(What you need to do) Return every line in the entries below that contains the word "orange".

Items from a dataset:

:::::

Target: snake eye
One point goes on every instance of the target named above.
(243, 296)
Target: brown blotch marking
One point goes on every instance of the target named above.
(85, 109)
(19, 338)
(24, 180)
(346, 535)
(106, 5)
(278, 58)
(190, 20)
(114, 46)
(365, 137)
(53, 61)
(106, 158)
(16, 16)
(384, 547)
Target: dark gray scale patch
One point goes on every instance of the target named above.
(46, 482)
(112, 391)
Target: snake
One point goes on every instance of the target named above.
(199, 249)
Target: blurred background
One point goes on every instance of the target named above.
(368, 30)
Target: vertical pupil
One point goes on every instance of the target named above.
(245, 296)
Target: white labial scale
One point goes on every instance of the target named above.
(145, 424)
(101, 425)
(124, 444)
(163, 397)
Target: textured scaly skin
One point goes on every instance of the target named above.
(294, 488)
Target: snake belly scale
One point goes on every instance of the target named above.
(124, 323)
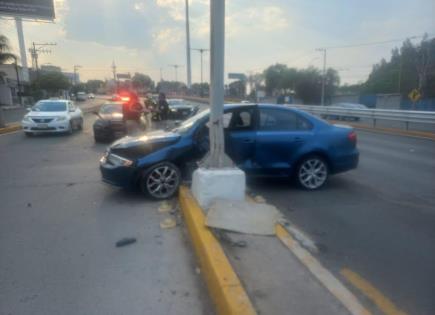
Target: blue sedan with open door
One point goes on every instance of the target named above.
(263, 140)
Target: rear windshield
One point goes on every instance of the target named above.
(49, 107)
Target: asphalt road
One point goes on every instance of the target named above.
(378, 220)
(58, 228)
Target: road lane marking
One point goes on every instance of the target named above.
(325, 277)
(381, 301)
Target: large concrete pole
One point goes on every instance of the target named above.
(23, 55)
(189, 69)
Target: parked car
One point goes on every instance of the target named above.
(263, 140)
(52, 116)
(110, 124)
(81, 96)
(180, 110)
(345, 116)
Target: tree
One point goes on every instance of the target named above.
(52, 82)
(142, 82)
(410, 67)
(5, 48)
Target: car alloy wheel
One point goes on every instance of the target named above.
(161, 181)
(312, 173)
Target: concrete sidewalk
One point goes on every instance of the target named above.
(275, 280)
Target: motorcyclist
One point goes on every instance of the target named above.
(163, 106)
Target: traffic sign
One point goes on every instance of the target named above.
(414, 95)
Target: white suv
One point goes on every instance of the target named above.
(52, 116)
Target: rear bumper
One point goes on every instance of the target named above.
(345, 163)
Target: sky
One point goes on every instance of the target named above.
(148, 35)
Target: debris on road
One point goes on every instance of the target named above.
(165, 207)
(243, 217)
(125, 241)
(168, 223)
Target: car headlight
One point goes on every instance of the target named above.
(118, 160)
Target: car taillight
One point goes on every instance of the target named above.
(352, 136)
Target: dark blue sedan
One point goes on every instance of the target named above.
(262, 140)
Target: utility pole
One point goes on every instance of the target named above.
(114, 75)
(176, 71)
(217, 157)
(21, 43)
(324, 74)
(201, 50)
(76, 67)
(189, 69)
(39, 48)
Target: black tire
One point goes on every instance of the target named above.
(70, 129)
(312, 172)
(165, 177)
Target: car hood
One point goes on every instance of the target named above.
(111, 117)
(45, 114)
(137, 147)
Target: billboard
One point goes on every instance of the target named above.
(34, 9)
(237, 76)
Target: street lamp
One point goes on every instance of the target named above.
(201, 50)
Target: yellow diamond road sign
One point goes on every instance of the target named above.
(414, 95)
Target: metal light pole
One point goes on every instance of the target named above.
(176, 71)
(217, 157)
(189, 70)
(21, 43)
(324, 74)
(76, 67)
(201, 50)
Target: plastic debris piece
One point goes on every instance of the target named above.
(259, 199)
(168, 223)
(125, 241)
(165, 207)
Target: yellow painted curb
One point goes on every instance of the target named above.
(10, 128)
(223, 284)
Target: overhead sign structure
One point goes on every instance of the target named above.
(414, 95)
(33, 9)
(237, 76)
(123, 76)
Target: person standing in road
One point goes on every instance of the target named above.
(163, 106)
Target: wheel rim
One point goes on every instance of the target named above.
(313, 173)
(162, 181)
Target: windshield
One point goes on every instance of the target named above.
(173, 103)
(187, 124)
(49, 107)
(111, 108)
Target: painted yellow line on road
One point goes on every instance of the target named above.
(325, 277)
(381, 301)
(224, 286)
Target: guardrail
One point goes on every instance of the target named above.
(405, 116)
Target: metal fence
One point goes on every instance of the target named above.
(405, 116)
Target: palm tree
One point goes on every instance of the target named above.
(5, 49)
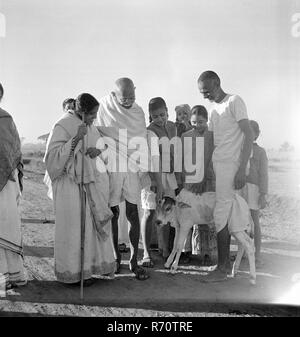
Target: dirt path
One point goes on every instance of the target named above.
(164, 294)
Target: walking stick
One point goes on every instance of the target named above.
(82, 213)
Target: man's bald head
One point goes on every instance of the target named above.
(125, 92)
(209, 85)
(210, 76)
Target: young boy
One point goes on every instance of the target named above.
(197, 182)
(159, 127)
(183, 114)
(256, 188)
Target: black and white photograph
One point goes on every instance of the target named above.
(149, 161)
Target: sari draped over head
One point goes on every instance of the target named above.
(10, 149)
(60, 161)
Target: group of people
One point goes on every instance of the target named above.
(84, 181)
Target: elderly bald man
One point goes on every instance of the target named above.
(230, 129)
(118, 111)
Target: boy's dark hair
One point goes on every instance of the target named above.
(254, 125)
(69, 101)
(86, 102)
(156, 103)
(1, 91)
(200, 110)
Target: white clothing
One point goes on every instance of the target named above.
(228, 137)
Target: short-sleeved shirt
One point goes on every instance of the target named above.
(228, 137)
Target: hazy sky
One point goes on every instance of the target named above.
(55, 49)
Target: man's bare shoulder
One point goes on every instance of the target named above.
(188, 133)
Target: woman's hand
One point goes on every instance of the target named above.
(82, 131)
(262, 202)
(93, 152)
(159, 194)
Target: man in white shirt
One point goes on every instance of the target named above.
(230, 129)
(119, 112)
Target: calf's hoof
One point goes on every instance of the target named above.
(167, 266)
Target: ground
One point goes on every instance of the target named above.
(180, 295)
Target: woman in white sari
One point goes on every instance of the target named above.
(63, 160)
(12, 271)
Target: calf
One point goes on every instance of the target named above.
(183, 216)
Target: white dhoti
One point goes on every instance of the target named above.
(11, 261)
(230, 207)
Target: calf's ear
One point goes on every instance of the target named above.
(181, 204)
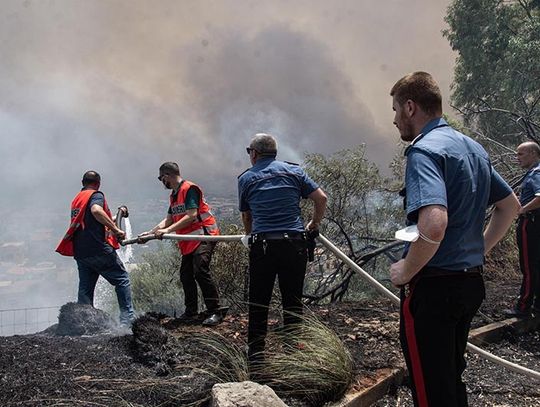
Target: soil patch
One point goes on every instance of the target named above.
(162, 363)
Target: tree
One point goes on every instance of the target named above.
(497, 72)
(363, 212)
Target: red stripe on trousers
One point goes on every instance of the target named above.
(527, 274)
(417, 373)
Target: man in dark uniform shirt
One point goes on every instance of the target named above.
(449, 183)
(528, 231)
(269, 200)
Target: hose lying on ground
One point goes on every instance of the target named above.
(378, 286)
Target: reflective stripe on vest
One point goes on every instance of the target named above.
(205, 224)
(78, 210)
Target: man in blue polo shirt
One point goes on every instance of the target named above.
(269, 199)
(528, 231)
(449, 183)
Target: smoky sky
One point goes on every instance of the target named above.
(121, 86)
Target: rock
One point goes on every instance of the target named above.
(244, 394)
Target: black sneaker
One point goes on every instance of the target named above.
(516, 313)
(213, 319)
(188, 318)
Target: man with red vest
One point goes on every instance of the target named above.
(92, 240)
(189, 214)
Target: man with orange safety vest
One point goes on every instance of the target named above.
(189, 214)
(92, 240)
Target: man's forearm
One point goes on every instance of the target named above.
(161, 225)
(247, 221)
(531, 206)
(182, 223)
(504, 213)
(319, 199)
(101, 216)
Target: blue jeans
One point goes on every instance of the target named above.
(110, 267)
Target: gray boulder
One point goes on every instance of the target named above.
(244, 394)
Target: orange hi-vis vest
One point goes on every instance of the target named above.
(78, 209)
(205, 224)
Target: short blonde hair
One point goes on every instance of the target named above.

:::::

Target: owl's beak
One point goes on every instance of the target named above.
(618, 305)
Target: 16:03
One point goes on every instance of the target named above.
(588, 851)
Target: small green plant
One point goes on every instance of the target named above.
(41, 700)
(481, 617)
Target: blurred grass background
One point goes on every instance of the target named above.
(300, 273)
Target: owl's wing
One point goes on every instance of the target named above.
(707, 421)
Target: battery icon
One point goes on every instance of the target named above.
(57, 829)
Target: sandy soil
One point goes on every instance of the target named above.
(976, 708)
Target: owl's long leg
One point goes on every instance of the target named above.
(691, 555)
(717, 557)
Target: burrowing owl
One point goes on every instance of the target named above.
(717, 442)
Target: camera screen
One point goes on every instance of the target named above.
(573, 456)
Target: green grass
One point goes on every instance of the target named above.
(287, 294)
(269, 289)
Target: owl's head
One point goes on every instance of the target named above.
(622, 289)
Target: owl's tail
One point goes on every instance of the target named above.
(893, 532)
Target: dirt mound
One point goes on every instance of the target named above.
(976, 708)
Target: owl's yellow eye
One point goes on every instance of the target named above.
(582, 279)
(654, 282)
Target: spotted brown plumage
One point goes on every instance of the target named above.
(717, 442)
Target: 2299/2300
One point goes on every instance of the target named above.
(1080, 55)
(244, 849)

:::::

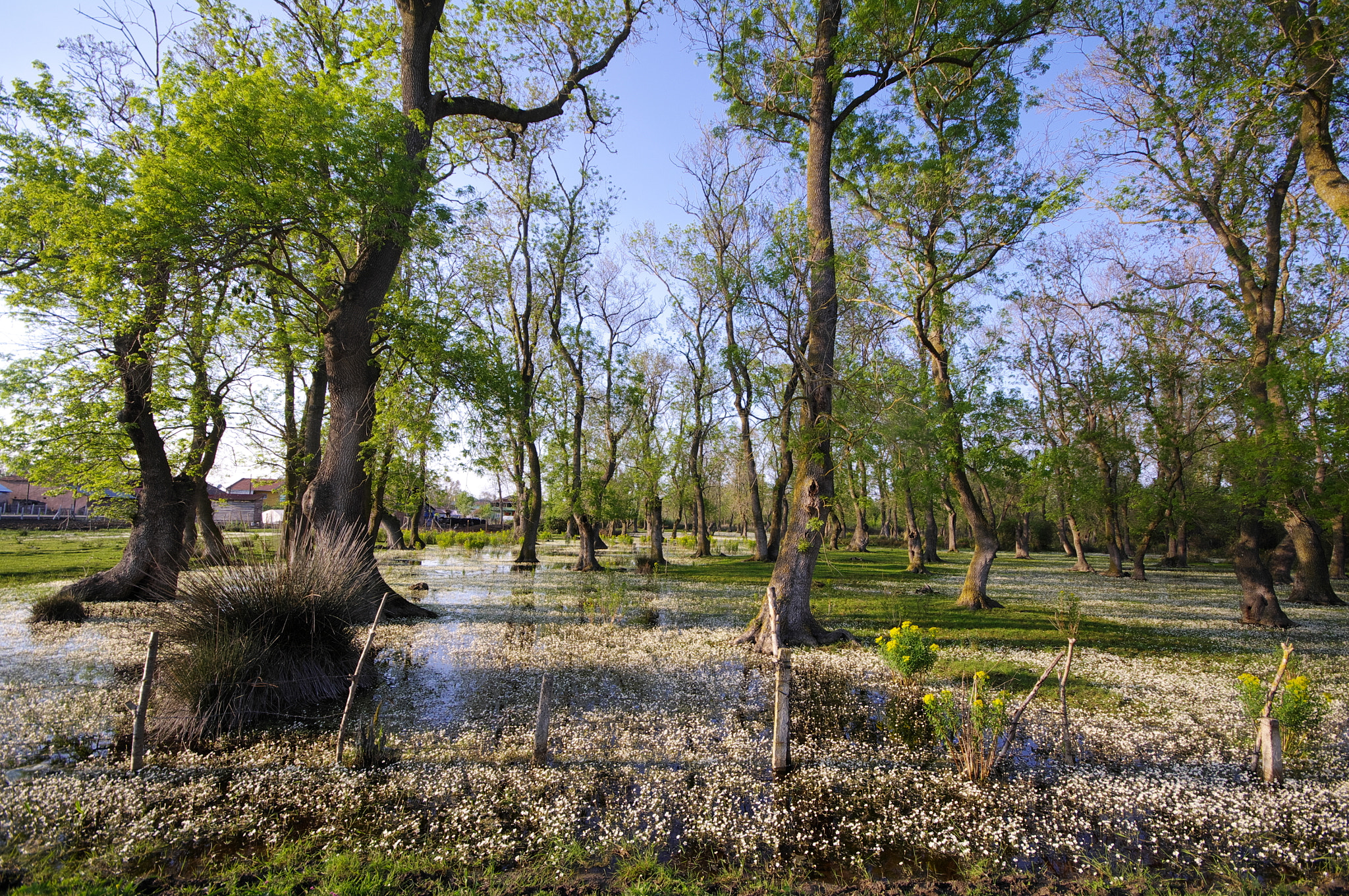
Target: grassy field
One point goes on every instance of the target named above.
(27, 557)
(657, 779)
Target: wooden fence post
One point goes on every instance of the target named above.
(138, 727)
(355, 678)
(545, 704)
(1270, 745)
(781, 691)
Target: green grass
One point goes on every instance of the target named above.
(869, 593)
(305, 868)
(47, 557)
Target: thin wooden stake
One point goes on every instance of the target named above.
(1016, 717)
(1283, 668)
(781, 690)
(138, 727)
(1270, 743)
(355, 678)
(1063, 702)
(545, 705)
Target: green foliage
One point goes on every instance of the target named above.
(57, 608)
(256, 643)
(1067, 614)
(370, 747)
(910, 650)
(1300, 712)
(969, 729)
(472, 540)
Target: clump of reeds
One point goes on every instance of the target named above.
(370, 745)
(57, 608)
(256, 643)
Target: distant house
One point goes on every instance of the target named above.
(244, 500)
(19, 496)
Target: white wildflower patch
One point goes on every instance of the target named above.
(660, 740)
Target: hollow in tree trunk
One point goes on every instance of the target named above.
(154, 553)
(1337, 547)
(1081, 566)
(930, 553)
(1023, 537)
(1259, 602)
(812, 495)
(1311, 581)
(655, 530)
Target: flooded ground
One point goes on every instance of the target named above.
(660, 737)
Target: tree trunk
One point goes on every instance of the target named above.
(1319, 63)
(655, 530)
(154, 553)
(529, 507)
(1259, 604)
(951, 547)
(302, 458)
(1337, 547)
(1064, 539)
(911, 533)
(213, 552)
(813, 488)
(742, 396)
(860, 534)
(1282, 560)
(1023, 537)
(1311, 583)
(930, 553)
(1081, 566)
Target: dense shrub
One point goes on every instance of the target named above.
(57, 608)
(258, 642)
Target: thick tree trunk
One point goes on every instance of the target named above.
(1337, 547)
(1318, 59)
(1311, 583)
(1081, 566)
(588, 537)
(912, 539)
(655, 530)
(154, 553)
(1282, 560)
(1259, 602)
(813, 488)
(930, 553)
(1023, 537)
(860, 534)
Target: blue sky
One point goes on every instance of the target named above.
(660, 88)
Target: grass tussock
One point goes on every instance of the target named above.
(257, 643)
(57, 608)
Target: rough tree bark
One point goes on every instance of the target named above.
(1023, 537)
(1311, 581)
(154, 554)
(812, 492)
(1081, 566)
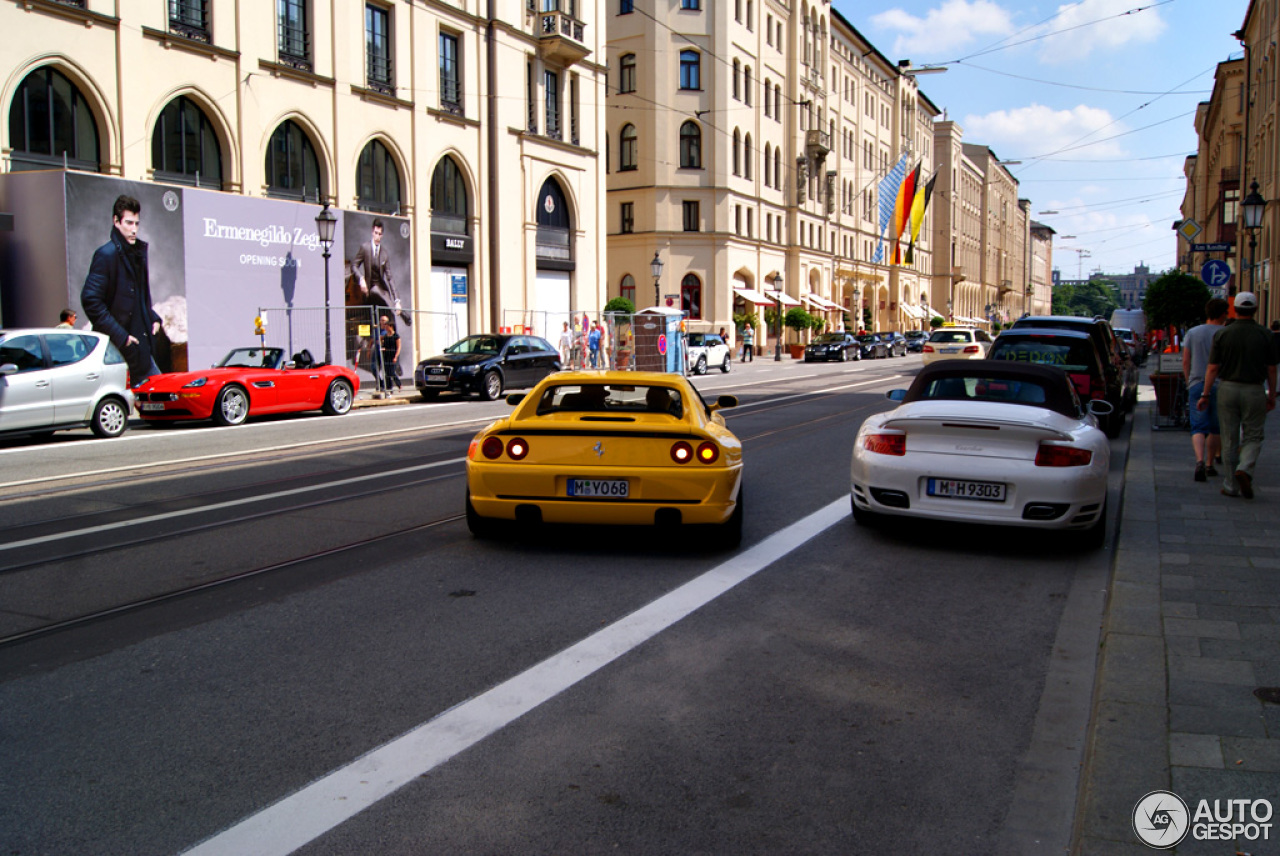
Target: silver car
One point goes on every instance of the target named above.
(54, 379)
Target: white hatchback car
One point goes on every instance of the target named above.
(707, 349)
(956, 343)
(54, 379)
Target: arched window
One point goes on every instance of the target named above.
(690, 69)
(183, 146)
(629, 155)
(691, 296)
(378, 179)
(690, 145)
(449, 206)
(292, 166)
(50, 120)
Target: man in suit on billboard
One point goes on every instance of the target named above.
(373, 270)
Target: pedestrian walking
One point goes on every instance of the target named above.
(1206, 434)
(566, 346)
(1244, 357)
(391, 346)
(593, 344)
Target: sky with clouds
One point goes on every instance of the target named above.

:::::

(Finished answer)
Target: man with orange safety vest
Target: orange hi-vis vest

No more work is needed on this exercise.